Records from a dataset:
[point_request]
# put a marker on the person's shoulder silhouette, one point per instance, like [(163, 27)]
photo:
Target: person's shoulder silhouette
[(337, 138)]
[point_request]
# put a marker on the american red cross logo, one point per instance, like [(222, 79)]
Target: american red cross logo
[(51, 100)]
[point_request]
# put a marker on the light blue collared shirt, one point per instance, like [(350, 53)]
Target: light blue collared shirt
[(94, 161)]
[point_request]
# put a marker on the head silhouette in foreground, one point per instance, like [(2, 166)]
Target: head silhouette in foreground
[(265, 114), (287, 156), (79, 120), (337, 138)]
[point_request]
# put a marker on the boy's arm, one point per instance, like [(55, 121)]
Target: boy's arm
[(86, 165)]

---

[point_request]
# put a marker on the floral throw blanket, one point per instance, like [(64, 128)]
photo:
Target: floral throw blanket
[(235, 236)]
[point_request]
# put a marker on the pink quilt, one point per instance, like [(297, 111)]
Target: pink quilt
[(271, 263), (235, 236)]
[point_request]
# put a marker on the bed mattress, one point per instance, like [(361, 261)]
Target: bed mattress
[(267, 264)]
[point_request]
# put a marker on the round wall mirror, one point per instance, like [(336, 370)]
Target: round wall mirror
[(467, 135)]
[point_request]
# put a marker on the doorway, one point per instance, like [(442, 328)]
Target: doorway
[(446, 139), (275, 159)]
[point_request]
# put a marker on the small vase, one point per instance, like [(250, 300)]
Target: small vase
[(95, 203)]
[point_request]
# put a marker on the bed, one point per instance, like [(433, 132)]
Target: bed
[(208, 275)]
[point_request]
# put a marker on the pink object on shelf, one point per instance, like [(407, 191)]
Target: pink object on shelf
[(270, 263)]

§ **EXERCISE DETAILS**:
Could you pull out every line in the items above that contains the word "cross"?

§ **OUTPUT OF THE TASK**:
# put a marker on the american red cross logo, one point per instance, like [(222, 79)]
Target: american red cross logo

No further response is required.